**EXCERPT:**
┄┄┄┄┄┄┄┄┄┄

The lovely vestige of current-day pop culture, American Idol, celebrated an American icon with its theme this week—Dolly Parton. And as I watched each contestant respectively butcher or breathe life into songs from her remarkable songbook, culminating the next night with their group number, “9 to 5,” my mind went reeling back to one of the best films ever made… “9 to 5,” of course.
Now this movie is known for its humor, well-played by the lesbian comedienne Lily Tomlin, respected actress Jane Fonda, and the singer-turned-actress Dolly Parton. With such a cast, where can you go wrong?
Well…nowhere! These three women conquer the working world, and their boss, with the assistance of dream sequences, pot-smoking, and cartoon rabbits. It is hard to imagine at what point this movie isn’t hilarious.

┄┄┄┄┄┄┄┄┄┄

**RECORDS SHOWN:**
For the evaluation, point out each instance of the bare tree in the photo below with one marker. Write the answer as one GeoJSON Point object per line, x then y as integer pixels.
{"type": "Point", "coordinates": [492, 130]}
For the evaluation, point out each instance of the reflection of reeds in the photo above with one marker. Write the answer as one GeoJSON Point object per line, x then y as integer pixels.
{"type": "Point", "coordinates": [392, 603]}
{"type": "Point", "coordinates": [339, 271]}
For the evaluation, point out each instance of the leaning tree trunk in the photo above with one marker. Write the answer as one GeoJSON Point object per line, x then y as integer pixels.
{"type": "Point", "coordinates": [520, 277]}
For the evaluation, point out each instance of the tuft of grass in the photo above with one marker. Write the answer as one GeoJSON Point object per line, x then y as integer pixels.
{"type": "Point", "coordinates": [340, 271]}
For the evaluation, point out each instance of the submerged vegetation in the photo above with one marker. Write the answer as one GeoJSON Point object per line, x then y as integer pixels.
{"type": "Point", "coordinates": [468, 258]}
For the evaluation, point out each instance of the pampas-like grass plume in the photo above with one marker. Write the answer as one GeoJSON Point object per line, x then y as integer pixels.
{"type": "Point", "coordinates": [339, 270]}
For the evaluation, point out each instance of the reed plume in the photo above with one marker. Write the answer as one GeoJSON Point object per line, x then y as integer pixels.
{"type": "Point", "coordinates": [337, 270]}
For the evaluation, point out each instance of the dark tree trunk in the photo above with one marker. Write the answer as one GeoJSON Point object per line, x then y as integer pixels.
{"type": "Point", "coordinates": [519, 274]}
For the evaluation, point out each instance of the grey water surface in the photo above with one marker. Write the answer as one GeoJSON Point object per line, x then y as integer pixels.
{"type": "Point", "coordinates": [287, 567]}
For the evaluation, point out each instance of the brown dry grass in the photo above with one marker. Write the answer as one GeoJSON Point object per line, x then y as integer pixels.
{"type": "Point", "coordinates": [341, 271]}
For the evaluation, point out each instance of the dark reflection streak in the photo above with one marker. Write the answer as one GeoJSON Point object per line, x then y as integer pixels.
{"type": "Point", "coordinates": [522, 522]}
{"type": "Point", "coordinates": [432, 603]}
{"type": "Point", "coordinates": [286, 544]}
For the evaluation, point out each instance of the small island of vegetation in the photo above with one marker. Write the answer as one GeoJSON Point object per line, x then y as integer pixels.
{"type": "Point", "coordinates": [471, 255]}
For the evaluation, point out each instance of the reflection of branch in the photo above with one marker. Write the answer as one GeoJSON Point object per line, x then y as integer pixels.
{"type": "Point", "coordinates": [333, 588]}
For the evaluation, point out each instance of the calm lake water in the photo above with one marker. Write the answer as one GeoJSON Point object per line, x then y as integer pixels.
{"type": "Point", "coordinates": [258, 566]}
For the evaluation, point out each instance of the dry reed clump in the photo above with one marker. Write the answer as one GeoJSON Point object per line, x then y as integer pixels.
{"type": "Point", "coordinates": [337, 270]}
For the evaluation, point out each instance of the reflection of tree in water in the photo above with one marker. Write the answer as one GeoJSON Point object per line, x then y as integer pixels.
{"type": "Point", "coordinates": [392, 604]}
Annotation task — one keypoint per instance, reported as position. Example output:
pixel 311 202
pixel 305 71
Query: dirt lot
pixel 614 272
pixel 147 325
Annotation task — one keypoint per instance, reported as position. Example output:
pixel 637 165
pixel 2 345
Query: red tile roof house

┄┄┄┄┄┄┄┄┄┄

**TASK INSTRUCTIONS:**
1 – In the review of "9 to 5," change "hilarious" to "funny" and write out the passage starting with "The lovely vestige" and going on through "movie isn’t hilarious.".
2 – According to the review of "9 to 5," why did the writer's mind go back to the film "9 to 5"? Explain in one to three sentences.
3 – Answer these questions from the review of "9 to 5":
(a) What icon did American Idol celebrate with its theme this week?
(b) Which cast member does the review call a "respected actress"?
(c) With the help of what three things do the women conquer the working world and their boss?

**RESPONSES BY ITEM NUMBER:**
1 –
The lovely vestige of current-day pop culture, American Idol, celebrated an American icon with its theme this week—Dolly Parton. And as I watched each contestant respectively butcher or breathe life into songs from her remarkable songbook, culminating the next night with their group number, “9 to 5,” my mind went reeling back to one of the best films ever made… “9 to 5,” of course.
Now this movie is known for its humor, well-played by the lesbian comedienne Lily Tomlin, respected actress Jane Fonda, and the singer-turned-actress Dolly Parton. With such a cast, where can you go wrong?
Well…nowhere! These three women conquer the working world, and their boss, with the assistance of dream sequences, pot-smoking, and cartoon rabbits. It is hard to imagine at what point this movie isn’t funny.

2 – American Idol made Dolly Parton its theme that week. The contestants sang songs from her songbook, and the next night they performed "9 to 5" as their group number. That brought the film "9 to 5" to the writer's mind.

3 –
(a) Dolly Parton.
(b) Jane Fonda.
(c) Dream sequences, pot-smoking, and cartoon rabbits.